■ KUTIPAN PILIHAN ■
* * * * *

4.4 Generated-code invariant
Generated model bukan domain truth.
Jika rename field mengubah generated method dari getPriority() menjadi getRiskLevel(), migration tidak boleh memaksa seluruh domain code ikut retak.
Gunakan mapping boundary.
4.5 Audit invariant
Untuk sistem regulasi, finance, enforcement, healthcare, dan legal:
Do not silently reinterpret historical payloads as if they were created under the new contract.
Migrasi boleh menambah derived representation, tetapi original payload dan original schema identity harus tetap bisa ditelusuri.
5. Migration Evidence Matrix
Setiap migration sebaiknya punya evidence matrix.
| Evidence | Example | Required before contract? |
|---|---|---|
| Schema compatibility check | Avro backward/full check passed | Yes |
| Consumer adoption | 100% active consumers support new field | Yes |
| Producer adoption | 99.9% payload emits new field for 14 days | Usually |
| Fallback usage | priority_fallback_used=0 for 30 days | Yes |
| External client notice | deprecation notice sent | Yes |
| Replay strategy | old events tested against current consumer | Yes |
| Batch strategy | old files archived or adapter exists | Yes |
| DLQ status | no migration-related DLQ spike | Yes |
| Rollback plan | old field can be restored or adapter can be enabled | Yes |
| Owner approval | domain/platform owner sign-off | Yes |
6. Playbook A — Add Optional Field
Ini perubahan yang terlihat paling aman, tetapi tetap punya jebakan.
6.1 Scenario
Tambah assignedTeamId ke CaseCreated event.
Old:
{
"caseId": "CASE-1001",
"createdAt": "2026-07-03T10:15:30Z"
}
New:
{
"caseId": "CASE-1001",
"createdAt": "2026-07-03T10:15:30Z",
"assignedTeamId": "TEAM-ENFORCEMENT-01"
}
6.2 Expand
- Tambahkan field sebagai optional.
- Jangan jadikan
requireddi JSON Schema/OpenAPI. - Di Avro, tambahkan field dengan default.
- Di Protobuf, tambahkan field number baru.
- Di XSD, gunakan
minOccurs="0". - Di Java, mapping domain harus punya fallback.
Avro example:
{
"name": "assignedTeamId",
"type": ["null", "string"],
"default": null,
"doc": "Team assigned at case creation time, if known."

* * * * *

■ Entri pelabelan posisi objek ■
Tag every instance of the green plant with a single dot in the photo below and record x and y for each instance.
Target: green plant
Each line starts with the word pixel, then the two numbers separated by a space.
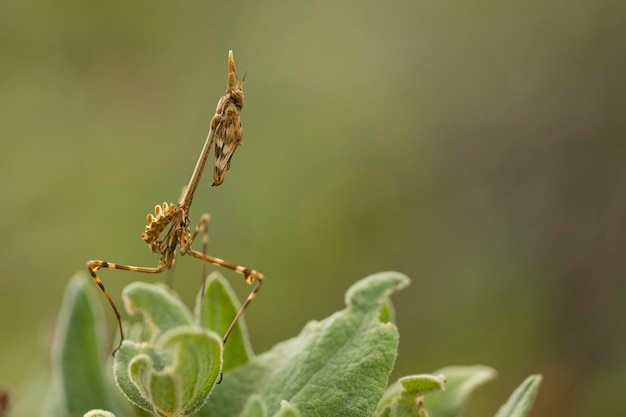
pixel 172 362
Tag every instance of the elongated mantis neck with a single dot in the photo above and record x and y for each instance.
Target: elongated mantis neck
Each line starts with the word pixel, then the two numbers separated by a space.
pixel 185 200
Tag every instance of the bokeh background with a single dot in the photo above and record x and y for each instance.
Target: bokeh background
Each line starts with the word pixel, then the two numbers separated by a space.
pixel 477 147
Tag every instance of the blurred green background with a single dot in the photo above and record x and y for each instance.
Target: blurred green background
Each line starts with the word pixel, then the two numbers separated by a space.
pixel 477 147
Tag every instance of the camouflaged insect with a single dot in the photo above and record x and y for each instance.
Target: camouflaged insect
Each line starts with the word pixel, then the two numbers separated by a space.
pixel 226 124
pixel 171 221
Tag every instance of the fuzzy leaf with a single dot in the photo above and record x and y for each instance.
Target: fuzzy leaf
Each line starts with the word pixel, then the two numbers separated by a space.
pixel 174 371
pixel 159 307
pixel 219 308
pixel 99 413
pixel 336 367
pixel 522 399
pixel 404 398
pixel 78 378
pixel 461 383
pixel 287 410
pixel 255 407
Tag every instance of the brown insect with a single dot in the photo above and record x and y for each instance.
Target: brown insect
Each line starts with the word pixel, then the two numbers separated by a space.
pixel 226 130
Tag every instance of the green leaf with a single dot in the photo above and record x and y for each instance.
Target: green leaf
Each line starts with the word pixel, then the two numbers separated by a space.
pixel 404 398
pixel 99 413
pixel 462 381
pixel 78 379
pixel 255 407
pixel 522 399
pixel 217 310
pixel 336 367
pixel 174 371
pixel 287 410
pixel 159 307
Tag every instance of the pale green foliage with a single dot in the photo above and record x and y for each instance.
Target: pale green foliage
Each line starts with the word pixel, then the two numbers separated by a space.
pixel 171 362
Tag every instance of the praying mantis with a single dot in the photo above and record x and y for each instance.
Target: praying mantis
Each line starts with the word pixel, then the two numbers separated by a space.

* * * * *

■ DAFTAR TUGAS ■
(a) Dari kutipan pilihan, sebutkan semua bidang sistem yang disebut pada bagian "4.5 Audit invariant".
(b) Tentukan apakah tiap pernyataan berikut sesuai dengan kutipan pilihan di atas, lalu kutip kata-kata penentunya. (i) Producer adoption wajib dipenuhi sebelum tahap contract. (ii) Contoh untuk fallback usage adalah nilai priority_fallback_used nol selama 30 hari. (iii) Generated model diperlakukan sebagai domain truth.

■ HASIL LATIHAN ■
(a) regulasi, finance, enforcement, healthcare, legal

(b)
(i) Tidak: "Producer adoption | 99.9% payload emits new field for 14 days | Usually"
(ii) Ya: "priority_fallback_used=0 for 30 days"
(iii) Tidak: "Generated model bukan domain truth."